**Exercise instructions**
Find every line in the data below that contains the word "slab" and copy each of those lines.

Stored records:

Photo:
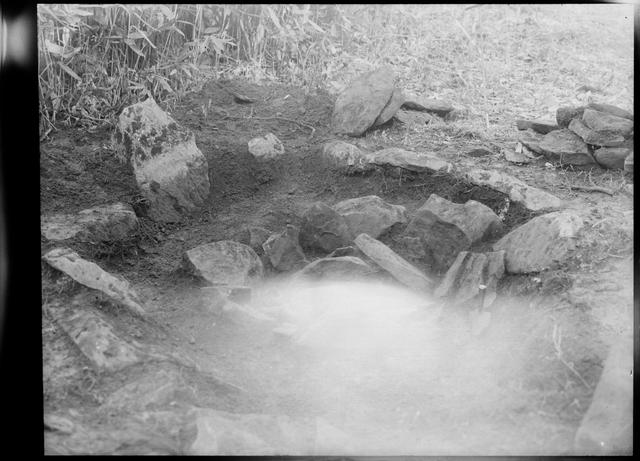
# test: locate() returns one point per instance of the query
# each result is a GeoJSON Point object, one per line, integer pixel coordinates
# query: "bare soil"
{"type": "Point", "coordinates": [511, 391]}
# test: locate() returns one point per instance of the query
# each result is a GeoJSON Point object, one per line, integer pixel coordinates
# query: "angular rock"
{"type": "Point", "coordinates": [532, 142]}
{"type": "Point", "coordinates": [395, 265]}
{"type": "Point", "coordinates": [607, 427]}
{"type": "Point", "coordinates": [440, 229]}
{"type": "Point", "coordinates": [254, 236]}
{"type": "Point", "coordinates": [397, 99]}
{"type": "Point", "coordinates": [435, 106]}
{"type": "Point", "coordinates": [324, 229]}
{"type": "Point", "coordinates": [409, 160]}
{"type": "Point", "coordinates": [346, 157]}
{"type": "Point", "coordinates": [345, 251]}
{"type": "Point", "coordinates": [628, 163]}
{"type": "Point", "coordinates": [359, 105]}
{"type": "Point", "coordinates": [612, 157]}
{"type": "Point", "coordinates": [267, 147]}
{"type": "Point", "coordinates": [541, 243]}
{"type": "Point", "coordinates": [412, 118]}
{"type": "Point", "coordinates": [96, 339]}
{"type": "Point", "coordinates": [596, 138]}
{"type": "Point", "coordinates": [106, 223]}
{"type": "Point", "coordinates": [532, 198]}
{"type": "Point", "coordinates": [283, 250]}
{"type": "Point", "coordinates": [336, 268]}
{"type": "Point", "coordinates": [224, 433]}
{"type": "Point", "coordinates": [91, 275]}
{"type": "Point", "coordinates": [516, 155]}
{"type": "Point", "coordinates": [564, 115]}
{"type": "Point", "coordinates": [539, 126]}
{"type": "Point", "coordinates": [601, 121]}
{"type": "Point", "coordinates": [473, 276]}
{"type": "Point", "coordinates": [224, 263]}
{"type": "Point", "coordinates": [610, 109]}
{"type": "Point", "coordinates": [170, 170]}
{"type": "Point", "coordinates": [566, 147]}
{"type": "Point", "coordinates": [370, 214]}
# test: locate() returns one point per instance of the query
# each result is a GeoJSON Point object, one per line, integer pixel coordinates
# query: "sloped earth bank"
{"type": "Point", "coordinates": [379, 372]}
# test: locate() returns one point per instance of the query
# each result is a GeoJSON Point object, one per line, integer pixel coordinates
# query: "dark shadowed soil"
{"type": "Point", "coordinates": [510, 391]}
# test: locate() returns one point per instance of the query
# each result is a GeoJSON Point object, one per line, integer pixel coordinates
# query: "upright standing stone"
{"type": "Point", "coordinates": [170, 170]}
{"type": "Point", "coordinates": [359, 105]}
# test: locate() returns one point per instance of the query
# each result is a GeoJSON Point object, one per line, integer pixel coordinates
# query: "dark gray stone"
{"type": "Point", "coordinates": [596, 138]}
{"type": "Point", "coordinates": [564, 115]}
{"type": "Point", "coordinates": [397, 99]}
{"type": "Point", "coordinates": [539, 126]}
{"type": "Point", "coordinates": [283, 250]}
{"type": "Point", "coordinates": [566, 147]}
{"type": "Point", "coordinates": [324, 229]}
{"type": "Point", "coordinates": [612, 157]}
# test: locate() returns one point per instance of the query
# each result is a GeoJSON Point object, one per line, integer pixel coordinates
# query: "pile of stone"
{"type": "Point", "coordinates": [372, 100]}
{"type": "Point", "coordinates": [595, 134]}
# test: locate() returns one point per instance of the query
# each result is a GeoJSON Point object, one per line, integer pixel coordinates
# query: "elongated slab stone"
{"type": "Point", "coordinates": [93, 276]}
{"type": "Point", "coordinates": [102, 223]}
{"type": "Point", "coordinates": [390, 261]}
{"type": "Point", "coordinates": [531, 197]}
{"type": "Point", "coordinates": [409, 160]}
{"type": "Point", "coordinates": [541, 243]}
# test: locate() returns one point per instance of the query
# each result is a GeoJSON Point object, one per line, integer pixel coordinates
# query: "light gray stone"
{"type": "Point", "coordinates": [566, 147]}
{"type": "Point", "coordinates": [336, 268]}
{"type": "Point", "coordinates": [601, 121]}
{"type": "Point", "coordinates": [284, 251]}
{"type": "Point", "coordinates": [409, 160]}
{"type": "Point", "coordinates": [346, 157]}
{"type": "Point", "coordinates": [359, 105]}
{"type": "Point", "coordinates": [170, 170]}
{"type": "Point", "coordinates": [394, 264]}
{"type": "Point", "coordinates": [324, 229]}
{"type": "Point", "coordinates": [106, 223]}
{"type": "Point", "coordinates": [370, 214]}
{"type": "Point", "coordinates": [473, 276]}
{"type": "Point", "coordinates": [93, 276]}
{"type": "Point", "coordinates": [607, 427]}
{"type": "Point", "coordinates": [267, 147]}
{"type": "Point", "coordinates": [532, 198]}
{"type": "Point", "coordinates": [224, 263]}
{"type": "Point", "coordinates": [612, 157]}
{"type": "Point", "coordinates": [541, 243]}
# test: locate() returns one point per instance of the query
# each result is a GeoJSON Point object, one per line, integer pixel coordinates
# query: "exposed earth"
{"type": "Point", "coordinates": [516, 389]}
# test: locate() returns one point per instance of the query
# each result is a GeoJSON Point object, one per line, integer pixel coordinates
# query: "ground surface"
{"type": "Point", "coordinates": [509, 391]}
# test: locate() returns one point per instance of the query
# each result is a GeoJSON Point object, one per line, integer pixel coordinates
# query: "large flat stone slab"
{"type": "Point", "coordinates": [346, 157]}
{"type": "Point", "coordinates": [531, 197]}
{"type": "Point", "coordinates": [105, 223]}
{"type": "Point", "coordinates": [607, 427]}
{"type": "Point", "coordinates": [359, 105]}
{"type": "Point", "coordinates": [473, 277]}
{"type": "Point", "coordinates": [336, 268]}
{"type": "Point", "coordinates": [541, 243]}
{"type": "Point", "coordinates": [409, 160]}
{"type": "Point", "coordinates": [390, 261]}
{"type": "Point", "coordinates": [224, 263]}
{"type": "Point", "coordinates": [96, 339]}
{"type": "Point", "coordinates": [370, 214]}
{"type": "Point", "coordinates": [566, 147]}
{"type": "Point", "coordinates": [93, 276]}
{"type": "Point", "coordinates": [171, 172]}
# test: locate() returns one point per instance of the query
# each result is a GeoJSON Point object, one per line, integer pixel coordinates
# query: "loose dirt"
{"type": "Point", "coordinates": [512, 390]}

**Final result**
# query: "elongated slab stone"
# query: "large flat stone slab"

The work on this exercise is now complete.